> **TASK**
Rewrite the material below as a JSON list of strings with one string for each line, and leave out the blank lines.
--
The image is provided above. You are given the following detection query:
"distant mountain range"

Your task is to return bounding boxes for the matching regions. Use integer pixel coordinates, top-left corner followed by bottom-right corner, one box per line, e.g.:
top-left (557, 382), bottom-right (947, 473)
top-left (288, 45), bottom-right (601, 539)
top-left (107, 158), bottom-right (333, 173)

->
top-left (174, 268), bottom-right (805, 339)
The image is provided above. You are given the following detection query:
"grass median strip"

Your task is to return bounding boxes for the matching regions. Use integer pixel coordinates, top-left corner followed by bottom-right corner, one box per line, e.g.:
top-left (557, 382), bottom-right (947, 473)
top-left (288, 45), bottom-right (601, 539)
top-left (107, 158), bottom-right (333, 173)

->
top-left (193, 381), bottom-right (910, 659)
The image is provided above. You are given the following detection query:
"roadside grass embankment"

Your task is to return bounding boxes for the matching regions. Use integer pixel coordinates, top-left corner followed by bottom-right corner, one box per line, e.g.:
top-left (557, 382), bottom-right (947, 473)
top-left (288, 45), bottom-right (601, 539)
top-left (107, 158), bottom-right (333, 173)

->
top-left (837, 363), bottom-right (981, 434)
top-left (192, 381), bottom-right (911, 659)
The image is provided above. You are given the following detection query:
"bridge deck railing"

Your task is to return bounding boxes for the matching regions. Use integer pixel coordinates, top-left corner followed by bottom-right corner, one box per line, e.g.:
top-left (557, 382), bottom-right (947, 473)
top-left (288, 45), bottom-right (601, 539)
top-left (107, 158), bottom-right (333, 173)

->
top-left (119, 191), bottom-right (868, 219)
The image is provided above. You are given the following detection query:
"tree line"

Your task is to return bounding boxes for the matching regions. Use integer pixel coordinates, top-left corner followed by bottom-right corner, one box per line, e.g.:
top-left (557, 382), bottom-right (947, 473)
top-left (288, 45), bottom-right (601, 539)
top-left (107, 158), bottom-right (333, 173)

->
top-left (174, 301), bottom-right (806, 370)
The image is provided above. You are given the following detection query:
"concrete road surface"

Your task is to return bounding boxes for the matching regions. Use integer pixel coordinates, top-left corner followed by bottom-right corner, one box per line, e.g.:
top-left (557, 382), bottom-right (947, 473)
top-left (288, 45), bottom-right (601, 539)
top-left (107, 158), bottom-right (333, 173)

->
--
> **FULL OUTPUT**
[
  "The image is provided above. You are given the following detection query:",
  "\"distant mountain range\"",
  "Your task is to return bounding boxes for the matching regions. Use integer pixel coordinates, top-left corner followed by bottom-right corner, one box per line, e.g.:",
  "top-left (557, 382), bottom-right (947, 473)",
  "top-left (288, 45), bottom-right (601, 539)",
  "top-left (107, 158), bottom-right (333, 173)",
  "->",
  "top-left (174, 268), bottom-right (805, 339)",
  "The image is provided above. You are given the following detection query:",
  "\"grass median strip\"",
  "Your task is to return bounding boxes for the matching regions. Use integer pixel coordinates, top-left corner followed by bottom-right corner, one box per line, e.g.:",
  "top-left (557, 382), bottom-right (947, 473)",
  "top-left (288, 45), bottom-right (601, 539)",
  "top-left (107, 158), bottom-right (333, 173)",
  "->",
  "top-left (193, 381), bottom-right (910, 659)",
  "The image is provided above. You are given the following detection query:",
  "\"roadside grass embankment\"",
  "Your task is to return bounding boxes for the matching regions. Use integer pixel coordinates, top-left corner followed by bottom-right corner, one box per line, e.g.:",
  "top-left (557, 382), bottom-right (947, 473)",
  "top-left (288, 45), bottom-right (601, 539)",
  "top-left (107, 158), bottom-right (333, 173)",
  "->",
  "top-left (837, 363), bottom-right (981, 434)",
  "top-left (192, 381), bottom-right (911, 659)",
  "The image is provided above. You are given the following detection query:",
  "\"bridge deck railing\"",
  "Your task is to return bounding boxes for the matching regions. Use integer pixel coordinates, top-left corner followed by bottom-right corner, one box per line, e.g.:",
  "top-left (557, 382), bottom-right (947, 473)",
  "top-left (288, 45), bottom-right (601, 539)",
  "top-left (107, 158), bottom-right (333, 173)",
  "->",
  "top-left (119, 191), bottom-right (868, 219)",
  "The image is provided above. You are given the following detection query:",
  "\"tree line\"",
  "Your task is to return bounding boxes for the matching regions. Use integer pixel coordinates, top-left corner followed by bottom-right corner, one box per line, e.g.:",
  "top-left (557, 382), bottom-right (947, 473)",
  "top-left (288, 45), bottom-right (601, 539)",
  "top-left (107, 158), bottom-right (333, 173)",
  "->",
  "top-left (174, 301), bottom-right (806, 370)",
  "The image is provided above. You are given the following detection query:",
  "\"concrete road surface\"",
  "Your task is to return bounding boxes for the matching regions. Use integer pixel coordinates, top-left corner followed by bottom-right corner, one box per line, e.g.:",
  "top-left (557, 382), bottom-right (947, 473)",
  "top-left (288, 45), bottom-right (601, 539)",
  "top-left (107, 158), bottom-right (333, 173)",
  "->"
]